There were several reasons for this failure. Monitoring from space sounded bizarre and radical to politicians who were used to more conventional ways of research, such as the ground-based studies. Also, a few people in the White House compared “Global Habitability” to President Jimmy Carter’s “Global 2000” report, which predicted a deteriorated future for the planet and which the Reagan Administration was trying to diminish its importance.

A second reason, form the political point of view, was NASA’s inability to define clearly the objectives of the programme.  At the beginning of the 1980s the economic and policy choices have reached a turning point in the United States. In July 1979, Paul Volcker, ‘a chairman with unusual ability to provide intellectual leadership’, who ‘constantly questioning and probing’ and ‘leaves the distinct impression of a man more comfortable in greater obscurity’ according to New York Times, took command at the U.S. Federal Reserve, and within a few months dramatically changed the monetary policy.  Volcker, who was chairman until 1987, was often called the second most powerful person in the United States. Ronald Reagan, who was elected President in 1981,  set a course to revitalise the economy of the United States by adding Volker’s ideas, to  his own beliefs about market and private sector deregulation.

Paul Volcker
Source: Wikipedia

On a statement released on April 16th 1981, President Reagan declared that it wastime to put a halt to the “national scandal of waste, fraud and abuse” and he was determined to cut programmes that he believed the country did not need. According to NASA the Global Habitability programme would cost a total of $1.7 billion dollars per year. For such a cost the President and the Congress would expect same practical results for taxpayers’ money, for example, knowledge about future climate that could be used to assess (in monetary terms) the probable societal consequences of anthropogenic activities. What NASA and the Global Habitability Executive Committee offered instead was a curiosity – driven research programme, were academic objectives clearly overweighed the societal objectives.

But the most important reason, as Dixon Butler of NASA admitted, was that the agency had not advanced the proposal tactfully. “NASA moved out on global habitability prematurely, without having developed a collegial understanding across government and with international agencies to back it”. Due to NASA’s proven success in space applications and operations, the agency’s managers felt confident that they will achieve their goal. But the agency’s attitude had seen by many – scientists and politicians – as arrogant and it came across like NASA was trying to take over the world.”

At the end, NASA had no other option but to retreat. But it did succeed in initiating a debate about the state of the Earth and the need to understand and investigate Global Climate Change. The scientific merits of the Global Habitability programme were undeniable and as one of the programme supporters said: “When you actually looked at it, it was a very good idea, just packaged terribly.”

============

**Short problem 1:** List every person named in the text on NASA's Global Habitability programme.
**Short problem 2:** Return the stretch of the text on NASA's Global Habitability programme from "There were several" through "diminish its importance.", word for word.
**Short problem 3:** Write the next part of the text on NASA's Global Habitability programme, picking up after its last sentence.

**Provided material:**
============

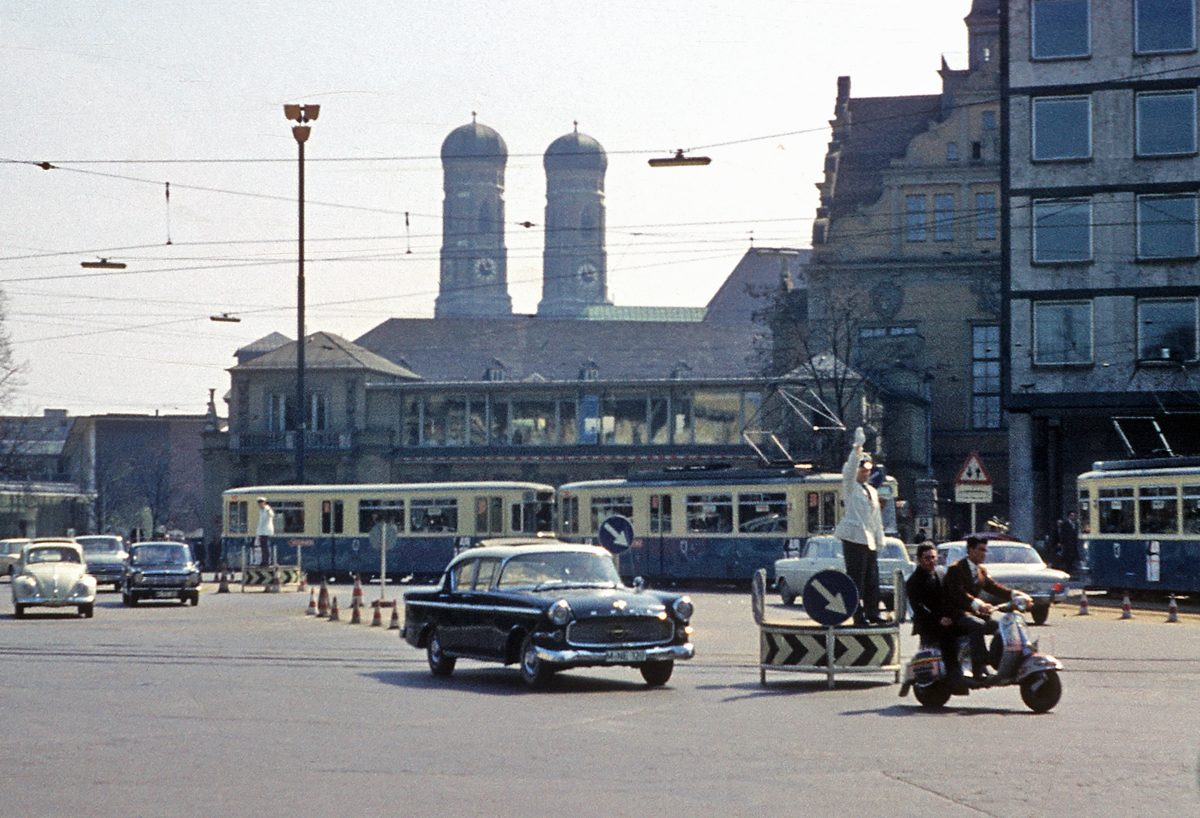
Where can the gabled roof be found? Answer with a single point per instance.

============

**Reply 1:** Jimmy Carter, Paul Volcker, Ronald Reagan, Dixon Butler

**Reply 2:**
There were several reasons for this failure. Monitoring from space sounded bizarre and radical to politicians who were used to more conventional ways of research, such as the ground-based studies. Also, a few people in the White House compared “Global Habitability” to President Jimmy Carter’s “Global 2000” report, which predicted a deteriorated future for the planet and which the Reagan Administration was trying to diminish its importance.

**Reply 3:**
Despite the disappointed outcome the Goody report was a remarkable document. Not only it raised awareness about the environmental challenges that human actions would bring to the habitability of the planet, but also warned that there is no escape. Humans did not have the luxury of moving to another planet. They had to live with the consequences of their actions. The Global Habitability report was also the first to indicate the magnitude and the complexity of the science that govern the system Earth and state that only an interdisciplinary research program of global scope could generate the necessary knowledge to respond to climate changes. Despite the difficulties to accomplish a programme of such a scale, the advancements in science and technology – notably in space and computational technology – could make such a venture feasible.

For these reasons the concept of global habitability had prompted interest both inside and outside of NASA and quietly kept going because many members of the scientific community had endorsed it and because it had found supporters among a few politicians, most notably the Senator Al Gore.[24] NASA officials keep promote it, but this time they followed a different approach. They encouraged a strong ecumenical spirit and established NASA as the first between equals player in global climate change research.


Sources and further Reading
  1. UNISPACE Conferences, http://www.unoosa.org/oosa/en/aboutus/history/unispace.html (last access on 01/01/2018)
  2. Kenneth S. Pedersen, ‘Global Habitability as a U.S. Initiative at Unispace 82’ Memorandum, 1st July 1982, Document IV-1 inside the [J.M Logsdom “Exploring the Unknown: Selected documents in the History of the U.S. Civil Space Program” Volume VI: Space and Earth Science, NASA SP-2004-4407], 475
  3. Wayne Diddle, Military’s Role in Space (Special to the New York Times), New York Times,  December 21, 1984 http://www.nytimes.com/1984/12/21/us/military-role-in-space.html
  4. David. Dickson, “U.N. Space Conference Ends in Compromise”, Science, New Series, Vol. 217, No. 4563. (3 September, 1982). 915-916.
  5. Unispace’82, “A Context for International Cooperation and Competition – A Technical Memorandum” March 1983, Congress of the United States, Office of the Technology Assessment.
  6. James M.Beggs, ‘Memorandum and program description to George A. Keyworth II’, Document IV-3 inside the [J.M Logsdom “Exploring the Unknown: Selected documents in the History of the U.S. Civil Space Program” Volume VI: Space and Earth Science, NASA SP-2004-4407,1982], 497-498
  7. Hughes Patrick, “Weather Satellites come of Age”, Weatherwise 37, April 1984, pp 68-75).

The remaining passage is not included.